Referring expression pointing data:
▽

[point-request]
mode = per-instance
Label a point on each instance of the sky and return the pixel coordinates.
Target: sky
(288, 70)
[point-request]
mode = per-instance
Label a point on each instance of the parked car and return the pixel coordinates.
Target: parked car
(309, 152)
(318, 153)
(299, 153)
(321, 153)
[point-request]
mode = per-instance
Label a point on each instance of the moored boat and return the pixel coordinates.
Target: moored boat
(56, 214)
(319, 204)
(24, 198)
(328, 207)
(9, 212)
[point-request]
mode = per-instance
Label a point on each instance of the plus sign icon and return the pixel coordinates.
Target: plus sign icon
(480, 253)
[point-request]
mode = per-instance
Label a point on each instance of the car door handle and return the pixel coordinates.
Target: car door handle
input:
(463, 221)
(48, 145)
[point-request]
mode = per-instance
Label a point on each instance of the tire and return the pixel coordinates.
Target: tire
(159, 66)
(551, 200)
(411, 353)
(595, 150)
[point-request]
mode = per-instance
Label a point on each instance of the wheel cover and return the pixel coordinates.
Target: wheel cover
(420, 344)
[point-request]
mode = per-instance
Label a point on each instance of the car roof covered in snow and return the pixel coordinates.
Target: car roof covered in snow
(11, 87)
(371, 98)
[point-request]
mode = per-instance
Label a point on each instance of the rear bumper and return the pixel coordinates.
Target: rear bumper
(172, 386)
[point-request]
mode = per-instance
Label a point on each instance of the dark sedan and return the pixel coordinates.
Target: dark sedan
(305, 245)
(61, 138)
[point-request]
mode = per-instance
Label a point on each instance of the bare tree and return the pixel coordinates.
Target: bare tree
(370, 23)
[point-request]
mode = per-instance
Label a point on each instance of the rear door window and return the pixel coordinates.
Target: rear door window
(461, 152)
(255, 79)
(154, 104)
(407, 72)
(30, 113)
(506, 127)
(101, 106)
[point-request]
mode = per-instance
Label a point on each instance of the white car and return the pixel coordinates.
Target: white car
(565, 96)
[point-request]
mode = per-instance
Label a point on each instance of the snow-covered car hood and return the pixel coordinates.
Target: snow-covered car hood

△

— Exercise instructions —
All that should be written out is the stretch of lines above between the one holding "Target: moored boat" and the one holding "Label a point on each instance of the white", inclusive, exactly as given.

— Answer to this task —
Target: moored boat
(56, 214)
(319, 204)
(24, 198)
(328, 207)
(9, 212)
[point-request]
mode = per-instance
Label a point on each instance of the plus sign icon and return the pixel coordinates.
Target: plus sign icon
(480, 253)
[point-request]
mode = per-instance
Label a point on each instance of the car door handle and return the pixel coordinates.
Target: car door handle
input:
(463, 221)
(48, 145)
[point-request]
mode = per-instance
Label a point on each instance of the tire and return the pixel coordinates.
Target: tire
(159, 66)
(551, 200)
(411, 353)
(595, 150)
[point-request]
mode = per-instance
Label a point on each instance of the wheel cover and return the pixel coordinates.
Target: wheel cover
(420, 344)
[point-request]
mode = per-instance
Label a point on each instance of the car roof covered in snow and return the pixel coordinates.
Target: car roof covered in snow
(11, 87)
(371, 98)
[point-request]
mode = per-instance
Label a point on each instance of the rear bumper and return the pixel coordinates.
Target: rear bumper
(172, 386)
[point-request]
mode = per-instance
Label a point on each instance of the dark sedan and return the pixel coordinates.
Target: dark sedan
(305, 245)
(61, 138)
[point-request]
mode = per-instance
Label a point on each instance of the bare tree and return the pixel coordinates.
Target: bare tree
(370, 23)
[point-request]
mode = per-instance
Label a point on each instance of the rear door window and return the pixel coordinates.
Target: rear door window
(461, 152)
(255, 79)
(154, 104)
(407, 72)
(30, 113)
(506, 127)
(101, 106)
[point-request]
mode = per-instance
Label a point on each instance of the white car and return the pixel coordinates.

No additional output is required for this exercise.